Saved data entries
- - -

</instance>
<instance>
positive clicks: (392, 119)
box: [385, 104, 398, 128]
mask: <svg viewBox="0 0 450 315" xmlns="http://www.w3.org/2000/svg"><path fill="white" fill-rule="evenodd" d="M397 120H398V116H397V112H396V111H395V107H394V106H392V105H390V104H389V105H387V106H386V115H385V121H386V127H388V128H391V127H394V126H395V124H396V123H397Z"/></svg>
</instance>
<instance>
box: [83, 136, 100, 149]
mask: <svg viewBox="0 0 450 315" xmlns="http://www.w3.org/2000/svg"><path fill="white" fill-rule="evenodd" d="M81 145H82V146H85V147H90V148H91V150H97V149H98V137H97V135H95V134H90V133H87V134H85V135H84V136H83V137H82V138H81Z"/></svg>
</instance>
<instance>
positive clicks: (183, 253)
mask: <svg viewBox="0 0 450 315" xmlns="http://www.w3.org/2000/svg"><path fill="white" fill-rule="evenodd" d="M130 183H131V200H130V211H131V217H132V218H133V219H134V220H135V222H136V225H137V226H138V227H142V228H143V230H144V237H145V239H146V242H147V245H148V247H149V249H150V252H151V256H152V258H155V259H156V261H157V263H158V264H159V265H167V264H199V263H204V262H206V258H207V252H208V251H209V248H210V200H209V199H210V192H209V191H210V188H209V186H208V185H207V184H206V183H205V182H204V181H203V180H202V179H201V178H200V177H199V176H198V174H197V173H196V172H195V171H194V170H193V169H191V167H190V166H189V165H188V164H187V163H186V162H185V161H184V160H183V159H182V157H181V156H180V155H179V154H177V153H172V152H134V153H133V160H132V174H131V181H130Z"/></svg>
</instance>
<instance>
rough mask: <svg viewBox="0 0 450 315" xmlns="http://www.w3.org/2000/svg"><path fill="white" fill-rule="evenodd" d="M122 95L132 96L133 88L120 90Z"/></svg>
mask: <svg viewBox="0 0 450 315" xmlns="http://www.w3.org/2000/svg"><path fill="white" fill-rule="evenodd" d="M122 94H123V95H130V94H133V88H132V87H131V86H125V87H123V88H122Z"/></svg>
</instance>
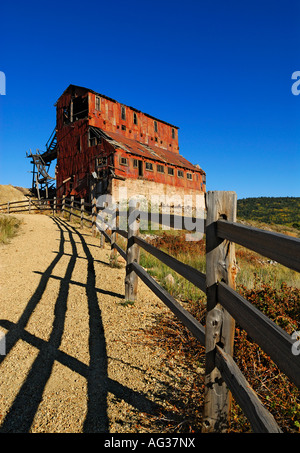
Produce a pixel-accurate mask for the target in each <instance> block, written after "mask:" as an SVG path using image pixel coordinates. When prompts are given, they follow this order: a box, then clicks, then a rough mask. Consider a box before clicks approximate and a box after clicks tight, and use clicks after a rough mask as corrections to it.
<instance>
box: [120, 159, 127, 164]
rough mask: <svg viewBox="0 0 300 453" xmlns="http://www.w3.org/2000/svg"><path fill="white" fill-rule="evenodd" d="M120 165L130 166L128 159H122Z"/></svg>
mask: <svg viewBox="0 0 300 453" xmlns="http://www.w3.org/2000/svg"><path fill="white" fill-rule="evenodd" d="M120 164H121V165H128V159H127V157H120Z"/></svg>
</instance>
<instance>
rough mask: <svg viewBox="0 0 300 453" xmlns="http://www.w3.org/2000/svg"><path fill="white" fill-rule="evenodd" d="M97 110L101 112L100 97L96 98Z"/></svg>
mask: <svg viewBox="0 0 300 453" xmlns="http://www.w3.org/2000/svg"><path fill="white" fill-rule="evenodd" d="M95 109H96V110H99V111H100V97H99V96H96V98H95Z"/></svg>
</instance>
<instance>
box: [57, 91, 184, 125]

- - -

## Task brief
Reproduce all of the data exactly, omitting each picture it holds.

## Exercise output
</instance>
<instance>
positive clicks: (392, 119)
box: [385, 104, 398, 128]
mask: <svg viewBox="0 0 450 315" xmlns="http://www.w3.org/2000/svg"><path fill="white" fill-rule="evenodd" d="M397 120H398V116H397V112H396V111H395V107H394V106H392V105H390V104H389V105H387V106H386V115H385V121H386V127H388V128H391V127H394V126H395V124H396V123H397Z"/></svg>
</instance>
<instance>
box: [83, 136, 100, 149]
mask: <svg viewBox="0 0 450 315" xmlns="http://www.w3.org/2000/svg"><path fill="white" fill-rule="evenodd" d="M81 145H82V146H85V147H90V148H91V150H97V149H98V137H97V135H95V134H90V133H87V134H85V135H84V136H83V137H82V138H81Z"/></svg>
</instance>
<instance>
positive clicks: (183, 253)
mask: <svg viewBox="0 0 450 315" xmlns="http://www.w3.org/2000/svg"><path fill="white" fill-rule="evenodd" d="M130 183H131V200H130V211H131V217H132V218H133V219H134V220H135V222H136V225H137V226H138V227H142V228H143V230H144V237H145V239H146V242H147V245H148V247H149V249H150V252H151V256H152V258H155V259H156V261H157V263H158V264H159V265H167V264H199V263H204V262H206V258H207V252H208V251H209V248H210V200H209V199H210V192H209V191H210V188H209V186H208V185H207V184H206V183H205V182H204V181H203V180H202V179H201V178H200V177H199V176H198V174H197V173H196V172H195V171H194V170H193V169H191V167H190V166H189V165H188V164H187V163H186V162H185V161H184V160H183V159H182V157H181V156H180V155H179V154H177V153H172V152H134V153H133V160H132V174H131V181H130Z"/></svg>
</instance>
<instance>
rough mask: <svg viewBox="0 0 450 315" xmlns="http://www.w3.org/2000/svg"><path fill="white" fill-rule="evenodd" d="M122 95L132 96L133 88L120 90Z"/></svg>
mask: <svg viewBox="0 0 450 315" xmlns="http://www.w3.org/2000/svg"><path fill="white" fill-rule="evenodd" d="M122 94H123V95H130V94H133V88H132V87H131V86H125V87H123V88H122Z"/></svg>
</instance>
Produce a pixel-accurate mask for the target in each <instance> block, written after "mask:" as an SVG path using image pixel coordinates. When prompts are given, they follow this order: a box, then clicks, then a rough mask. Consider a box before clicks approximate and a box after clicks tight, and use clicks after a rough mask as corrections to it.
<instance>
box: [120, 159, 127, 164]
rough mask: <svg viewBox="0 0 300 453" xmlns="http://www.w3.org/2000/svg"><path fill="white" fill-rule="evenodd" d="M120 165L130 166L128 159H122Z"/></svg>
mask: <svg viewBox="0 0 300 453" xmlns="http://www.w3.org/2000/svg"><path fill="white" fill-rule="evenodd" d="M120 164H121V165H128V159H127V157H120Z"/></svg>
</instance>
<instance>
rough mask: <svg viewBox="0 0 300 453" xmlns="http://www.w3.org/2000/svg"><path fill="white" fill-rule="evenodd" d="M97 110L101 112L100 97L96 98Z"/></svg>
mask: <svg viewBox="0 0 300 453" xmlns="http://www.w3.org/2000/svg"><path fill="white" fill-rule="evenodd" d="M95 109H96V110H99V111H100V97H99V96H96V98H95Z"/></svg>
</instance>
<instance>
box: [57, 91, 184, 125]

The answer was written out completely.